> _Extracted material_:
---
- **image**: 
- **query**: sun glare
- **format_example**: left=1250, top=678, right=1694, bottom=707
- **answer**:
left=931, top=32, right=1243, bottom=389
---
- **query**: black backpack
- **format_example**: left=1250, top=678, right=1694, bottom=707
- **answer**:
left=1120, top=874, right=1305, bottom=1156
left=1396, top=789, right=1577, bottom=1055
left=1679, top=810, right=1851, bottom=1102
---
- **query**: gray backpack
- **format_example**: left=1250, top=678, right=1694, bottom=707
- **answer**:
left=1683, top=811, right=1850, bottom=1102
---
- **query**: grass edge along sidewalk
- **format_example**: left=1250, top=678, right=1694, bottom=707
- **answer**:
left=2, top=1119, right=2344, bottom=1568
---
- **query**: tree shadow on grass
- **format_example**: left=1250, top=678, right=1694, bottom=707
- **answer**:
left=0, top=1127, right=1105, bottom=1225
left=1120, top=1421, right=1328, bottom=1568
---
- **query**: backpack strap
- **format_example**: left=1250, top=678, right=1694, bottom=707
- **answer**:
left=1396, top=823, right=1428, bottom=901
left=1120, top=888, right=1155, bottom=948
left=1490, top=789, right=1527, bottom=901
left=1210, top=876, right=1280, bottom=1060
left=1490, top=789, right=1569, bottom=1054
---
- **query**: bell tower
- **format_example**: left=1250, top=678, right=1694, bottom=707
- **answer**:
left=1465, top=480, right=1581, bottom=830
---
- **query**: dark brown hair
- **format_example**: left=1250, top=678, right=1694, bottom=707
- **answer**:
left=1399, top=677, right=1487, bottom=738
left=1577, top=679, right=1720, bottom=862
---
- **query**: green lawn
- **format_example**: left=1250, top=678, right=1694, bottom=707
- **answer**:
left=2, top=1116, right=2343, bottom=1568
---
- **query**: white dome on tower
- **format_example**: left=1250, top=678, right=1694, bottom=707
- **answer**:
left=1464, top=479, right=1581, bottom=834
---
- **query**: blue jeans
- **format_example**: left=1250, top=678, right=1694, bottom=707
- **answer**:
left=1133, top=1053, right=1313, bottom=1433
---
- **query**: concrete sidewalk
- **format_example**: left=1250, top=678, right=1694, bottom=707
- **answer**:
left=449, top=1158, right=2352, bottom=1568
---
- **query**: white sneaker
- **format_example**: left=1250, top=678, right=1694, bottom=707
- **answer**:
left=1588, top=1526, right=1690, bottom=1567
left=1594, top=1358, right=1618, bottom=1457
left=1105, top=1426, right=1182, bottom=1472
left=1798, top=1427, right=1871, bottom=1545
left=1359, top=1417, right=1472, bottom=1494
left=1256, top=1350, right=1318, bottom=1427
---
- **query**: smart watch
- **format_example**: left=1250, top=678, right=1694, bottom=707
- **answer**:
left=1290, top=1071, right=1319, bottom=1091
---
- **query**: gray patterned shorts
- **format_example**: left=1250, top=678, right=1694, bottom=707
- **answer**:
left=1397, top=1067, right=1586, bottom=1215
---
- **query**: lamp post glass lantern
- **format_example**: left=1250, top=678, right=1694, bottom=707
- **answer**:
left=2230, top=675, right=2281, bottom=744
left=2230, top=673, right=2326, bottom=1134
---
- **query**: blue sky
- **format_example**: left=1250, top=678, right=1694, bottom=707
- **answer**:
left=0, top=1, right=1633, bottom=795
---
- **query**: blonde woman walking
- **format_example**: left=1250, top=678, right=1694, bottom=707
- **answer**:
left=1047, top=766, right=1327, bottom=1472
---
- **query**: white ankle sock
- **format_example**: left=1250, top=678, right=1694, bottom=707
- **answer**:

> _Problem to work on_:
Which lines above hold the string "grass"? Copy each of them.

> _Answer to the exercise_:
- **query**: grass edge along sidewalk
- **query**: tree shadow on grass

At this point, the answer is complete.